DATASET RECORDS —
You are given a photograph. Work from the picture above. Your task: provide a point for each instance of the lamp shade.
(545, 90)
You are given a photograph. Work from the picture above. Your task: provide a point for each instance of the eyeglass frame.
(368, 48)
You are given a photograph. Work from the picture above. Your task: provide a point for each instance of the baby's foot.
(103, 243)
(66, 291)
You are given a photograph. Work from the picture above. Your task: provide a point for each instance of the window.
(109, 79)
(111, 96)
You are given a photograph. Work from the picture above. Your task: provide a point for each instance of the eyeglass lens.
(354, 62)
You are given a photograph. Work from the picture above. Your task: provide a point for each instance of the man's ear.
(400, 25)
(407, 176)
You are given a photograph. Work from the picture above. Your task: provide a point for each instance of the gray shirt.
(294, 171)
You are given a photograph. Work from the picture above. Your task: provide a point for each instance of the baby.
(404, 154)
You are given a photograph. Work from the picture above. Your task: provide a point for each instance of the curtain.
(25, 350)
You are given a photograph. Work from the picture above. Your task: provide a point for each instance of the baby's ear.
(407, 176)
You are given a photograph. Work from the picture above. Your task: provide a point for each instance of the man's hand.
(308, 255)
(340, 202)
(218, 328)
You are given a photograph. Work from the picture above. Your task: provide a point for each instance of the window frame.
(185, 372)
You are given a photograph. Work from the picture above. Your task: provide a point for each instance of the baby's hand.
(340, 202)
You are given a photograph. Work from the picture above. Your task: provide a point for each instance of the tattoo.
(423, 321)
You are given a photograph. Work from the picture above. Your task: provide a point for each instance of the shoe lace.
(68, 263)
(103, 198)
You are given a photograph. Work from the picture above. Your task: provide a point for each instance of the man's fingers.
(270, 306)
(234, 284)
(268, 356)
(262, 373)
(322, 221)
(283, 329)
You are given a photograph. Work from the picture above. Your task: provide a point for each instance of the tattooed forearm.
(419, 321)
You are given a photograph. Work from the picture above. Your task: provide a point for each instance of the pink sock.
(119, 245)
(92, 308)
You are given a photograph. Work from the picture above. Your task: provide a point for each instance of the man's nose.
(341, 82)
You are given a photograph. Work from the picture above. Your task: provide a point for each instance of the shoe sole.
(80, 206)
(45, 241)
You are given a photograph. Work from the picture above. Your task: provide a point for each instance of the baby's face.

EXERCISE PROMPT — The entire listing has to be written out again exactly.

RESPONSE —
You are given a photograph. Work from the picture above. Your task: provide a point for each instance of the lamp shade.
(545, 90)
You are given a photograph. Work from the picture above. Your task: provide a point for each instance of the eyeglass frame.
(368, 48)
You are given a photograph. Work from the picture above. Your task: provide a point for each instance of the baby's foot.
(103, 243)
(66, 291)
You are given a photograph. Work from the picture above. Your task: provide a point for each instance of the window.
(109, 79)
(111, 96)
You are given a photograph. Work from the picture above. Your task: provide a point for each instance of the eyeglass lens.
(354, 62)
You are given a photograph. Work from the picture above. Your task: provide a point for each instance of the man's ear.
(400, 25)
(407, 176)
You are given a photograph. Work from the picture above. Your task: provide a point for each instance of the gray shirt.
(294, 171)
You are given a photograph. Work from the picture above. Your task: provide a point for each instance of the baby.
(404, 154)
You are given a photograph. Work from the picture above. Your task: provide a point for each instance of the curtain.
(25, 350)
You are given a photograph. Work from the picture above. Your task: provide a point for each instance of the baby's ear.
(407, 176)
You are given a photograph. Work from the picture above. Your task: provide a point for each instance of the man's hand.
(308, 255)
(340, 202)
(218, 328)
You are given a photograph. Work from the picture above. Your task: provide a point for each instance of the window frame.
(185, 372)
You are given a photograph. Work from the picture above. Your task: provide a point for each instance of the baby's hand.
(340, 202)
You are given a photograph. Work from the picture above. Your task: provide a point for each instance of the tattoo.
(423, 321)
You are given a photograph. Work from the picture above. Your task: provide a point for each instance of the shoe lace.
(68, 263)
(103, 198)
You are given a photograph. Work from the picture above. Your task: provide a point for each instance of the man's fingers.
(270, 306)
(234, 284)
(268, 356)
(262, 373)
(322, 221)
(283, 329)
You are given a photograph. Work from the picture above. Your task: provide a point for each instance of the tattooed forearm.
(419, 321)
You are given a photograph. Work from the picture above. Your task: provide a point for each instance of the pink sock.
(119, 245)
(92, 308)
You are given a photograph. Work from the picture above. Your task: provide a point for each instance of the man's nose.
(341, 82)
You are given a photograph. Work from the picture above. Your task: provide a point for each instance of the shoe sole.
(80, 206)
(45, 241)
You are given a photograph. Work from the picture above. Your task: provide a point for each instance of the baby's face.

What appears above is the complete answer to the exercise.